-- Provided passage --
The following morning, the battle resumed with Confederate forces attacking again. The 14th Wisconsin were ordered to charge the enemy with fixed bayonets, driving the rebels back. In the melee, Colonel Smith rode up alongside Lt. Col. Messmore and asked him if the Wisconsin regiment could take an enemy (New Orleans) battery threatening the brigade. Messmore responded, "We can try," then rode through the regiment's ranks swinging his sword over his head, asking if the men would follow him. The men erupted in loud cheers, and Messmore then said, "Then we will take yonder battery!" and led the men. The 14th Wisconsin captured the battery, later inscribed with the text "Taken by the 14th Regt. Wis. Vol." The charge of the 14th Wisconsin on the New Orleans battery was depicted in a sketch by A. E. Matthews of the 31st Ohio Infantry Regiment.

Shortly after the capture of the battery, a cannon shell burst near Messmore, wounding him and throwing him from his horse. He was carried from the field. After the battle, Messmore's resignation was processed and he returned to Wisconsin.

-- What needs to be done --
Can you go on with the passage about Messmore and the 14th Wisconsin, picking up after its last sentence? The items have no connection to the passage on the 14th Wisconsin's charge.

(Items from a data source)
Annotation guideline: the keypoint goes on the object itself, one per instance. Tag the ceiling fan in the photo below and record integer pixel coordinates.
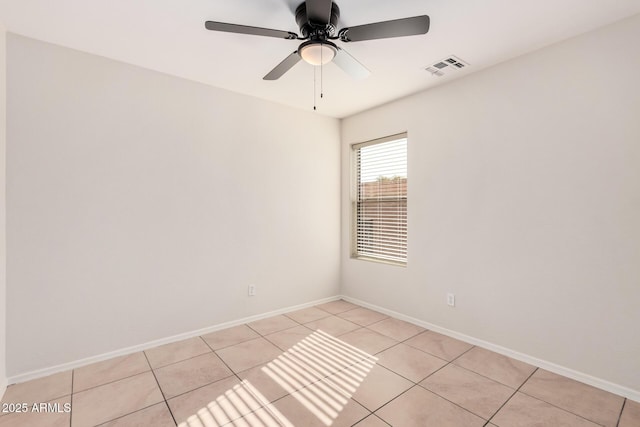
(318, 20)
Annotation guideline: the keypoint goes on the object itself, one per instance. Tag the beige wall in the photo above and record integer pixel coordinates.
(524, 201)
(141, 206)
(3, 206)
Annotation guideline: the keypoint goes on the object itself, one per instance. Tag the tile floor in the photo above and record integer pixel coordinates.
(334, 364)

-- Expected output --
Back in Wisconsin, Messmore began raising volunteers for a new regiment. On August 28, 1862, Messmore was commissioned colonel of the 31st Wisconsin Infantry Regiment. The first battalion of the regiment, comprising companies A, B, C, D, E, and F, was mustered into federal service on October 9, 1862, and were assigned to guard Confederate prisoners of war in various locations in Wisconsin until November 14. The regiment then reassembled at Racine, Wisconsin, in December, when the remaining companies were fully enrolled. After further drilling and training, the regiment left the state on March 1, 1863, and proceeded to Columbus, Kentucky, where they remained until the fall. Messmore resigned from the regiment October 2, 1863.

==Postbellum career==

After the end of the war, Messmore resettled in Washington, D.C., where he was very soon appointed assistant commissioner of the Internal Revenue Bureau. While in Washington, in 1867, he acquired the Meridian Hill estate, an older property which sat a short distance north of the White House; he then subdivided this tract of land, and its lots were sold to create a new neighborhood.

In the late 1860s, he next served on the Metropolitan Revenue Board of the City of New York, primarily fighting excise-tax fraud. Messmore subsequently moved to Grand Rapids, Michigan, where he purchased and became, in 1881, the editor and publisher of the newspaper The Democrat.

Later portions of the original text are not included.